-- Record excerpts follows --

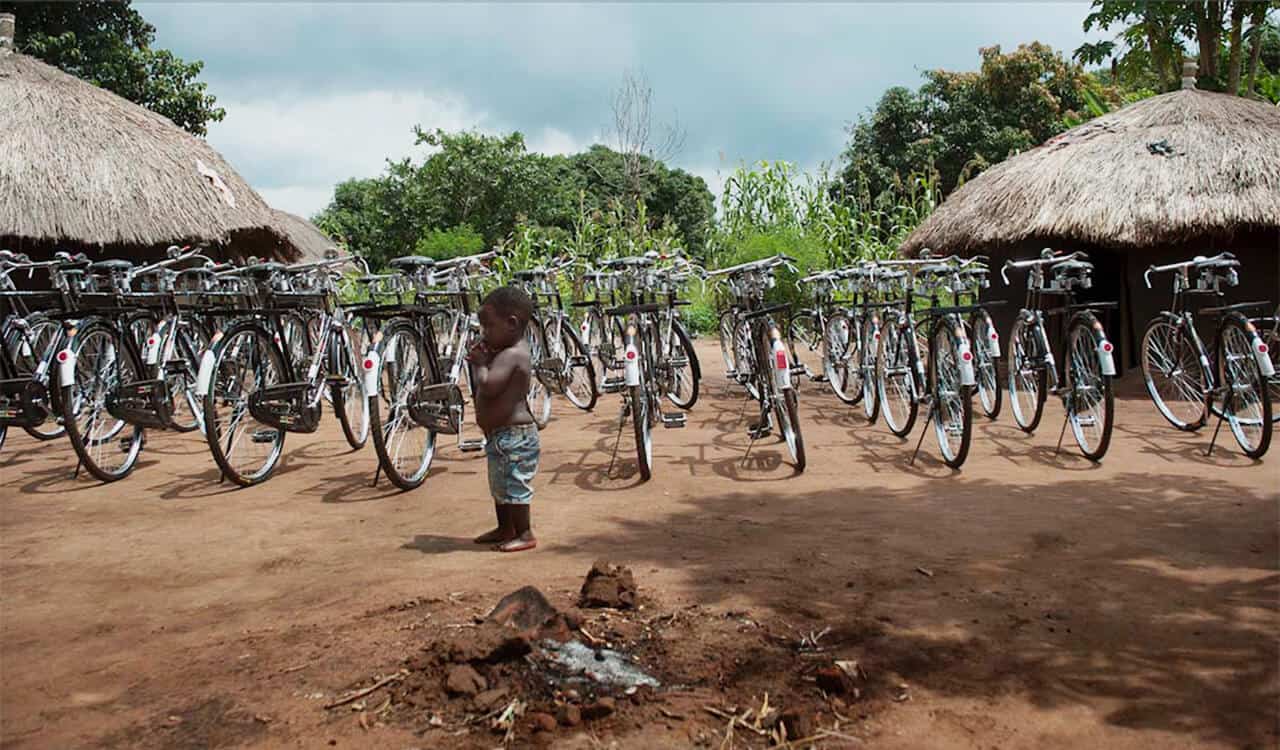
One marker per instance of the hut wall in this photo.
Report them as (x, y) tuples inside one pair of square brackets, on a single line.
[(1119, 277)]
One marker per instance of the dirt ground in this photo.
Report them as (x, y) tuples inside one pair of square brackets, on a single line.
[(1029, 600)]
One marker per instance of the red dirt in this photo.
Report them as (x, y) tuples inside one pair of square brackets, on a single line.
[(1133, 604)]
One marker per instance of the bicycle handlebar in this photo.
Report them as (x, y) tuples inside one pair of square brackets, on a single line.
[(1223, 259)]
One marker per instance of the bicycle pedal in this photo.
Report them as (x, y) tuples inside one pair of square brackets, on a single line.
[(673, 420)]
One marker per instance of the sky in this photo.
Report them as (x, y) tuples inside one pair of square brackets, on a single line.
[(316, 94)]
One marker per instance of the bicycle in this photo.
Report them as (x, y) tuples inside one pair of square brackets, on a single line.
[(416, 365), (757, 352), (560, 359), (1232, 379), (944, 380), (1087, 397), (256, 388)]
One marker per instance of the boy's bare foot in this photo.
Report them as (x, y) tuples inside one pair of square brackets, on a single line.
[(517, 544), (496, 536)]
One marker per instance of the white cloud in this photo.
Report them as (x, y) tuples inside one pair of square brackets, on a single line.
[(295, 149)]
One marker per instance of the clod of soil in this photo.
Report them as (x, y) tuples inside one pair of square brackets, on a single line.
[(612, 586)]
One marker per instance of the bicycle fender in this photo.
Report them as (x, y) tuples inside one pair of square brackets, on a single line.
[(371, 365), (1261, 352), (631, 359), (67, 365), (781, 366), (967, 375), (1106, 359)]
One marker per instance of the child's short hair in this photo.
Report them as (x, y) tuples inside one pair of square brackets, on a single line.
[(511, 301)]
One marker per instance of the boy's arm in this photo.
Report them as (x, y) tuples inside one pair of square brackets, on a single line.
[(492, 379)]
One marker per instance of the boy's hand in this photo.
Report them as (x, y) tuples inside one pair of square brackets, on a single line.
[(479, 353)]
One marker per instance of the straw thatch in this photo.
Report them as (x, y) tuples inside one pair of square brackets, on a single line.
[(1102, 184), (83, 168), (305, 236)]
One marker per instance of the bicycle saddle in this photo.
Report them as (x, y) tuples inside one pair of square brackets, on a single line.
[(411, 263), (110, 266)]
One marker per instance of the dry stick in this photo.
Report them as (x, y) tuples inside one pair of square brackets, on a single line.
[(365, 691)]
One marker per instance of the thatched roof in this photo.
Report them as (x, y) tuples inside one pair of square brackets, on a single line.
[(1111, 182), (81, 167), (305, 236)]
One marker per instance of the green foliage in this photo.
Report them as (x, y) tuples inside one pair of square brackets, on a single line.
[(109, 45), (960, 123), (452, 242)]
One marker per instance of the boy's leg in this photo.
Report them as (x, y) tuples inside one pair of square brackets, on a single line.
[(521, 466), (498, 471)]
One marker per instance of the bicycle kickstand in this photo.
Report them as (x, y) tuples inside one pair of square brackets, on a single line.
[(1066, 417), (920, 442), (1221, 416)]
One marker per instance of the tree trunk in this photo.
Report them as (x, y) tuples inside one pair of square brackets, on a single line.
[(1256, 19), (1208, 30), (1234, 55)]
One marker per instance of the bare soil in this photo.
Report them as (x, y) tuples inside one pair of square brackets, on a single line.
[(1029, 600)]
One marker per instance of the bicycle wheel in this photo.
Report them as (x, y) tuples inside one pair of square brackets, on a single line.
[(539, 397), (643, 426), (805, 344), (347, 389), (986, 353), (405, 448), (1175, 379), (27, 348), (896, 382), (181, 371), (103, 364), (1247, 405), (1089, 402), (580, 390), (727, 330), (245, 361), (685, 379), (867, 365), (1027, 376), (841, 356), (952, 403)]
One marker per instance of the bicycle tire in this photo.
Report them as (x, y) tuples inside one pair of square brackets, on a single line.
[(1083, 375), (837, 335), (402, 364), (243, 344), (986, 365), (896, 382), (120, 366), (1025, 376), (572, 343), (693, 366), (1239, 374), (952, 403)]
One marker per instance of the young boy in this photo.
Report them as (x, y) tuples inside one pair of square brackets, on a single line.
[(502, 376)]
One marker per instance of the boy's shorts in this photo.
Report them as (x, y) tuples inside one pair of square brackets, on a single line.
[(512, 462)]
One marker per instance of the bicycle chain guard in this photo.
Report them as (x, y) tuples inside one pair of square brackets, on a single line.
[(438, 407)]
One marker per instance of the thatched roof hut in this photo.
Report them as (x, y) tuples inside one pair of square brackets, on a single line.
[(1162, 179), (305, 236), (82, 168)]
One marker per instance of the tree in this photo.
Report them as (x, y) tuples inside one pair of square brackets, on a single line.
[(109, 45), (960, 123)]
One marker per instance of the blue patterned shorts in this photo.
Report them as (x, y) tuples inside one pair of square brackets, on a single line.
[(512, 463)]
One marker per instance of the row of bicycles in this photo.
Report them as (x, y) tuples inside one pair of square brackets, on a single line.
[(900, 337), (246, 353)]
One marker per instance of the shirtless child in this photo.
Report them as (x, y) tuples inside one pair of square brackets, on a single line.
[(502, 375)]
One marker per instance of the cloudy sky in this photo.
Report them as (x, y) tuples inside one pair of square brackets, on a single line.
[(316, 94)]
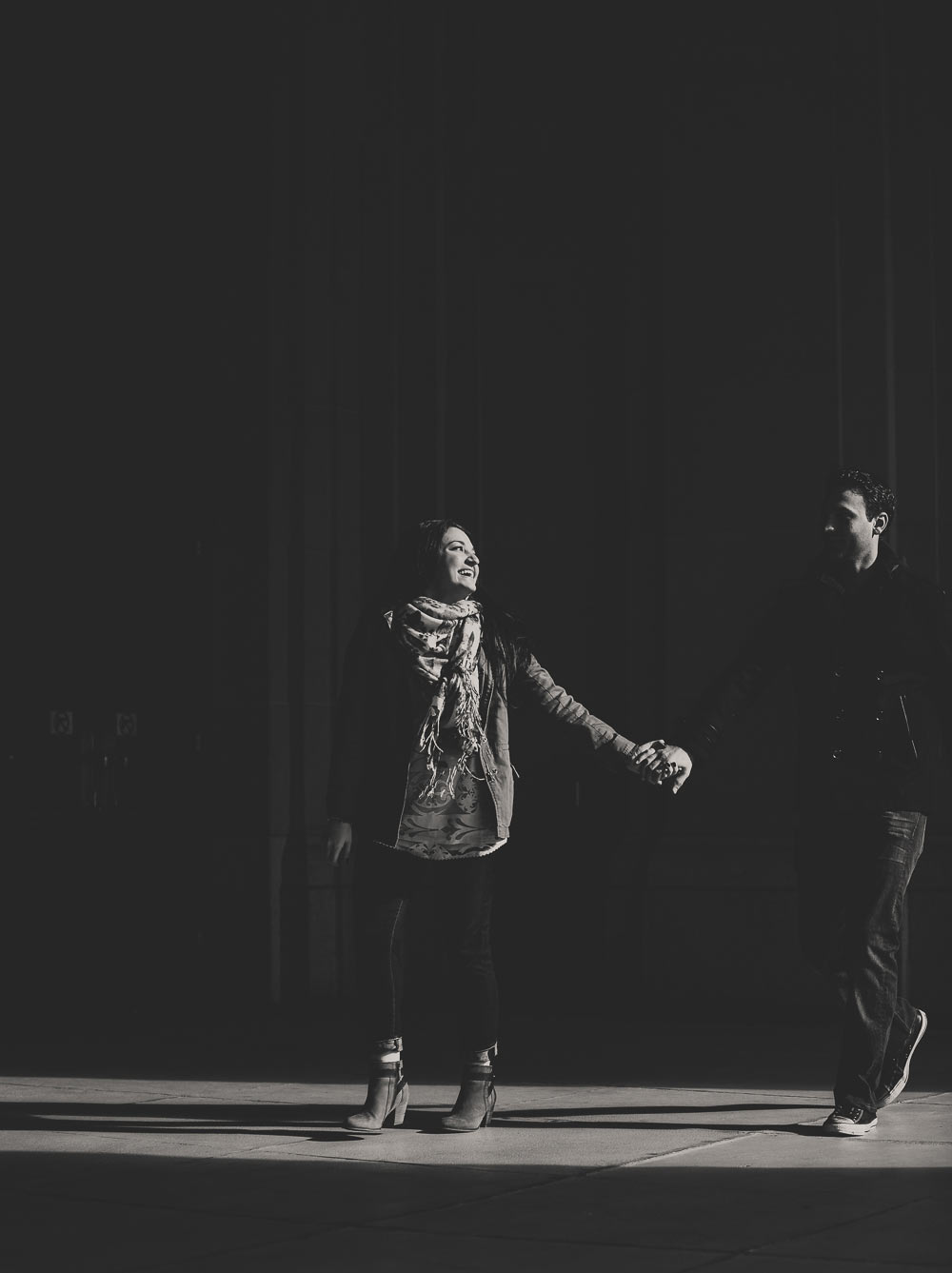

-- Record excerpts concluded --

> What to work on
When you print the entries, keep every line exactly as it is and drop the pictures.

> Answer box
One marker per instance of the hut wall in this photo.
Report them as (x, y) tuples inside one pair of square brackets, on a single line.
[(1119, 277)]
One marker per instance of the dirt ground in this photo.
Report them as (x, y) tuples inside one pair of square brackets, on a single line.
[(1029, 600)]
One marker per instance of the red dirt in this photo.
Report them as (x, y) tuples inside one pair of square brackets, on a single line.
[(1133, 604)]
One marker per instance of the bicycle handlebar in this photo.
Report them as (x, y) tuples inside one pair of square brackets, on a single line.
[(1223, 259)]
One marker per instance of the bicycle pedal in this photo.
Report them as (x, y) tuples inside one pair of square brackets, on a single line.
[(673, 420)]
One marker per instance of the sky in this photo.
Report them as (x, y) tuples inside one pair of square brackets, on a single line.
[(316, 94)]
One marker per instance of the bicycle in this photo.
Report them as (x, y) tuples inside one pair of square brackets, on a single line.
[(416, 365), (757, 352), (560, 359), (1232, 379), (944, 380), (1087, 397), (256, 388)]
One marker per instance of the boy's bare foot in this photo.
Report them as (x, y) tuples inside one pair of square brackets, on a single line.
[(517, 544), (496, 536)]
One marker per instance of the white cloud in this photo.
Report them as (x, y) tuples inside one pair of square brackets, on a single line.
[(295, 149)]
One marker per instance of the clod of soil in this photo.
Report them as (x, y) tuples inside one pair of square brackets, on a single line.
[(612, 586)]
One marker per instance of the bicycle fender in this photo.
Report them as (x, y) tuples inside one pair of square brackets, on a single line.
[(371, 365), (1261, 352), (631, 359), (67, 365), (781, 366), (967, 375), (1106, 359)]
One marker per instance of the child's short hair in this photo.
Report them as (x, y) tuples inside one pair of square brackets, on a single line.
[(511, 301)]
One marker per instance of the boy's arm in this photo.
Report them as (x, y) tuples inside one pair of square brackets, on a single line.
[(492, 379)]
One marker per instance of the boy's hand in this photo.
Report them as (x, y) tuples inside one pair of square brackets, on a single line.
[(479, 353)]
One marker per instance of the straw thatch in this photo.
Report them as (x, y) tuples inside one pair of square brackets, on a single line.
[(1102, 184), (83, 168), (305, 236)]
One marker per instance of the bicycle saddle in this photo.
Report them as (x, y) tuples inside one pair of square brackets, on a single line.
[(411, 263), (110, 266)]
One marker per instance of the dry stick in this photo.
Report them as (x, y) tuples inside one pair of square brackets, on a single line.
[(365, 691)]
One marker per instance of the thatched roof in this photo.
Report them as (x, y) tuples inside one pair of square brackets, on a single line.
[(1111, 182), (81, 167), (305, 236)]
One marker per instance of the green foliage in this photo.
Report them as (x, y) tuples inside one pair of square brackets, on a single line.
[(109, 45), (960, 123), (452, 242)]
One marker per instance of the boy's leg in this photo.
Report them as (x, y) tuples inside one pair of square brackets, on a single line.
[(521, 466), (498, 471)]
One marker per instance of the bicycle kickstand in this photo.
Report them as (x, y) tuples inside one pair of square brackets, on a single line.
[(1066, 417), (920, 442), (1221, 416)]
One marker per instance of the tree trunk in this photo.
Report them as (x, y) tuples inside one pair of square brackets, on a single line.
[(1256, 19), (1208, 30), (1234, 55)]
One marker per instance of the bare soil in this photo.
Report them as (x, y) tuples inside one pair of square brackets, on a single line.
[(1029, 600)]
One marker per instance of the bicycle wheel in this photo.
Report them as (x, y) tuples inside one pair of square brackets, on a single line.
[(539, 397), (643, 426), (805, 344), (347, 389), (986, 353), (405, 448), (1175, 379), (27, 348), (896, 382), (181, 371), (103, 364), (1247, 405), (1089, 402), (580, 390), (727, 330), (245, 361), (685, 379), (867, 365), (1027, 376), (841, 356), (952, 403)]
One marker per instance of the bicycle tire in this photo.
Report them as (x, y) tuples inside one pair of square brackets, on a single line.
[(1083, 375), (837, 335), (402, 364), (243, 344), (986, 365), (896, 382), (120, 366), (1025, 376), (572, 343), (693, 366), (1239, 374), (952, 403)]
One marker per instance of the young boy in this photo.
Report them as (x, y) tuples inside one pair of square brackets, on a single line.
[(502, 376)]
One marker per instance of the boy's shorts in this photo.
Report them as (x, y) tuples inside one pair of square brackets, on a single line.
[(512, 462)]
One marker per instance of the bicycle chain guard in this photo.
Report them as (x, y) tuples inside one pair of square brackets, on a single line.
[(438, 407)]
One marker per instance of the thatched roof hut in this photo.
Report them as (x, y) tuples inside one pair of square brackets, on a single line.
[(1162, 179), (305, 236), (82, 168)]
One marker per instance of the tree in this photo.
Report them as (x, y) tuples inside one pair of square brackets, on a single line.
[(109, 45), (960, 123)]
One marker per instance of the blue patterned shorts in this photo.
Report them as (x, y) tuples inside one pair of square brackets, on a single line.
[(512, 463)]
One marker per instance of the row of bicycles in this photo.
Report them as (x, y) tuples inside one pair of square brackets, on a single line.
[(900, 337), (246, 353)]
One marker per instance of the shirtless child in this photo.
Report them as (x, y) tuples inside one pair of square brackets, on a single line.
[(502, 375)]
One marker per instance of the cloudy sky in this photo.
Report them as (x, y) tuples inside one pair of square brackets, on a single line.
[(316, 94)]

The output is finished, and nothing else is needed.